[Rows from a dataset]
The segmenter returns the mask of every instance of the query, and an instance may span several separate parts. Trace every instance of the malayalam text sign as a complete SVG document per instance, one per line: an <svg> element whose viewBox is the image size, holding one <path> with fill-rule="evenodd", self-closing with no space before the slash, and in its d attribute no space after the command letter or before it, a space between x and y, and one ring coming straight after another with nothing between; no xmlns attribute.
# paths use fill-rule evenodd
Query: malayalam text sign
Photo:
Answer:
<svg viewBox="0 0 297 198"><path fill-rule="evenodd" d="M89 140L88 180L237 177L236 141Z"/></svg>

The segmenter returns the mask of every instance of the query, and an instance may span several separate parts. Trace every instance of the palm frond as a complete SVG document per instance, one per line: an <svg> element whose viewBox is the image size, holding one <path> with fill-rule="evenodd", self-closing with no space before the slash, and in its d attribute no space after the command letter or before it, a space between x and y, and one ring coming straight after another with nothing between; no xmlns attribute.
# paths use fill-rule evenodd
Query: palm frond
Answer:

### WRITTEN INSTRUCTION
Copy out word for word the lines of the listing, starting with the line containing "of the palm" and going on through the last line of the listing.

### SOLUTION FOR THIS PROBLEM
The segmenter returns the mask of every instance of the query, and an instance may span several separate parts. Trace every instance of the palm frond as a complete SVG document per instance, one per line: an <svg> element whose viewBox is the image size, holding one <path> with fill-rule="evenodd", self-closing with no space before the slash, and in its d attribute no space after the command letter or before it, a space between x and y, and one ring coming straight after another with nothing between; no xmlns attribute.
# paths use fill-rule evenodd
Query: palm frond
Answer:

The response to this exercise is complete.